* _What you are asked to do_: Return every line of the items below that contains the string "shoreline".
-- Start --
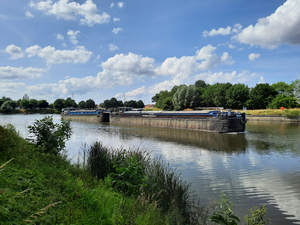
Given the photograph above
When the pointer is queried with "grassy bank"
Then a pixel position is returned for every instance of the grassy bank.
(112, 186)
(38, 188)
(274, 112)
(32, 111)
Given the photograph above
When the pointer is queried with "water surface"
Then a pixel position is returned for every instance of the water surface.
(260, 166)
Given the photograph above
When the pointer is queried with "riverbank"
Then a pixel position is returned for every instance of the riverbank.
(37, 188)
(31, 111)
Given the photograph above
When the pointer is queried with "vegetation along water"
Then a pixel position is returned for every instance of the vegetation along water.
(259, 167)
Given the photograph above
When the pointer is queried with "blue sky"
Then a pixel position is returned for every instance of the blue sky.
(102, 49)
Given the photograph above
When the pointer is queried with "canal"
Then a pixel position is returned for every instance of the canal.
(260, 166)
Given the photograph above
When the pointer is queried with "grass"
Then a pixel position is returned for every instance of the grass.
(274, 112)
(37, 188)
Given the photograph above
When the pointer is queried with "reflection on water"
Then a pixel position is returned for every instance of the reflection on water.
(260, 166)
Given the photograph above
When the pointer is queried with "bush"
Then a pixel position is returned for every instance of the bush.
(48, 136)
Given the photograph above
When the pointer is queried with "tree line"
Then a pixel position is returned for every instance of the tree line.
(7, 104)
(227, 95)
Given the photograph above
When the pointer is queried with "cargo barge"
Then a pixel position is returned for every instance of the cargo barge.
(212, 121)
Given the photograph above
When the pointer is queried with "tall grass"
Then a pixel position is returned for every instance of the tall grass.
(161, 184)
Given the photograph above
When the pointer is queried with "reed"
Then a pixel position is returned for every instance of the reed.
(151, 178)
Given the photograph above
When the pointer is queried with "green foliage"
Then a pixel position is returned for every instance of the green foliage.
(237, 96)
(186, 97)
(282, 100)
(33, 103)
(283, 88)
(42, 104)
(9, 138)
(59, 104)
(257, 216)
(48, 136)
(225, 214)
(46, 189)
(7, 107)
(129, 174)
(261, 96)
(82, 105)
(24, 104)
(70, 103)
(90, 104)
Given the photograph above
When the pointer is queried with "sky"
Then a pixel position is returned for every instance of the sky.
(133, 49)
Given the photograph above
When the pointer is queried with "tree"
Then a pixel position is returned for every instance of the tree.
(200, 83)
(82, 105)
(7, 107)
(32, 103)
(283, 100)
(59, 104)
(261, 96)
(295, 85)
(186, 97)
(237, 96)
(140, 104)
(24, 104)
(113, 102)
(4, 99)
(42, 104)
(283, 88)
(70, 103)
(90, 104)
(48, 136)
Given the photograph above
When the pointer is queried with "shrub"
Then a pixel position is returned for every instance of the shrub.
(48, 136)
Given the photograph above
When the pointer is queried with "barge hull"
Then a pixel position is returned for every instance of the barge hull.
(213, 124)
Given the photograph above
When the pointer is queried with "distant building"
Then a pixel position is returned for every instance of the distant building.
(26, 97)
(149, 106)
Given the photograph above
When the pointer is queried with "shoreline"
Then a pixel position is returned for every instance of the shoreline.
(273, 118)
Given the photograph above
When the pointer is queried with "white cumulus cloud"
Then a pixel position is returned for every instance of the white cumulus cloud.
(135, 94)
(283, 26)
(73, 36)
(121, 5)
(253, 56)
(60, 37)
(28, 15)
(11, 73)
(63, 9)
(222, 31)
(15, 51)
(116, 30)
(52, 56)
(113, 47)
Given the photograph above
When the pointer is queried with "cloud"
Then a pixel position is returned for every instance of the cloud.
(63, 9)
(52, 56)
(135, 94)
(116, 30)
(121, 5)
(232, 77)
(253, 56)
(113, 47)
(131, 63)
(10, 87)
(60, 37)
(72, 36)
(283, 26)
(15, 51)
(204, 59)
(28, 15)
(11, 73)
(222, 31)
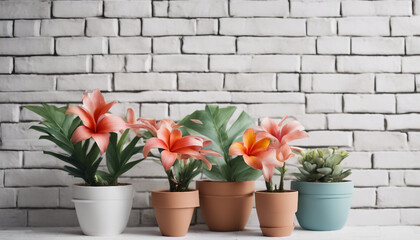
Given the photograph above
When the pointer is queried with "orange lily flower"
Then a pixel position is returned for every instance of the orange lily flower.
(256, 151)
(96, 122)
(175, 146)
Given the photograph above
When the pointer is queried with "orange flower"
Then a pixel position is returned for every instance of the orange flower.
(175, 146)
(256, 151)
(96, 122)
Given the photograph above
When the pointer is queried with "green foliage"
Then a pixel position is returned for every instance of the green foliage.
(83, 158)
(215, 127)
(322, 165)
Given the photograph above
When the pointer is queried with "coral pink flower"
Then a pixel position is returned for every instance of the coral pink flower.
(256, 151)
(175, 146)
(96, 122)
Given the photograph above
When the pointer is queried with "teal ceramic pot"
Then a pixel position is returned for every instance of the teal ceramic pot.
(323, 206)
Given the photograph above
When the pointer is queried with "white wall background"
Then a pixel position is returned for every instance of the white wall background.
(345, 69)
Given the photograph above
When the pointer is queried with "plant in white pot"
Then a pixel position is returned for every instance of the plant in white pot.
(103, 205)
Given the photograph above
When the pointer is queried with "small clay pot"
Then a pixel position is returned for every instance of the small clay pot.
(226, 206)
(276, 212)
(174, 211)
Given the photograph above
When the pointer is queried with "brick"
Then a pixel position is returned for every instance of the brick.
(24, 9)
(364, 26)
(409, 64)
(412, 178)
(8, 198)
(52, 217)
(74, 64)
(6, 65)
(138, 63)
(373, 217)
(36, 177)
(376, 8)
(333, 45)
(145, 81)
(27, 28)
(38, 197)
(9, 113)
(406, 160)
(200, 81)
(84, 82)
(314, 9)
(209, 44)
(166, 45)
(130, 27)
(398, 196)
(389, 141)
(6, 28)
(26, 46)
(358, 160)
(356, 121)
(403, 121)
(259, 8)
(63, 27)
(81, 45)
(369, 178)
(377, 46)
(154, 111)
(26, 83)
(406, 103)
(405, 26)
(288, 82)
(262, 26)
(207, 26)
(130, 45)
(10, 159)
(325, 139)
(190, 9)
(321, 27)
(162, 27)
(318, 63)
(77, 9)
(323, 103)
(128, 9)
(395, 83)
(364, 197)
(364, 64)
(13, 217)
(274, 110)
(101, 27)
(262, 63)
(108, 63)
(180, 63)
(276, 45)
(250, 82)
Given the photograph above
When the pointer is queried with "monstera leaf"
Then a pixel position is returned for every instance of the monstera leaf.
-- End --
* _Exercise response_:
When the pointer is queried with "shoreline"
Then a pixel position is returned for every instance of the shoreline.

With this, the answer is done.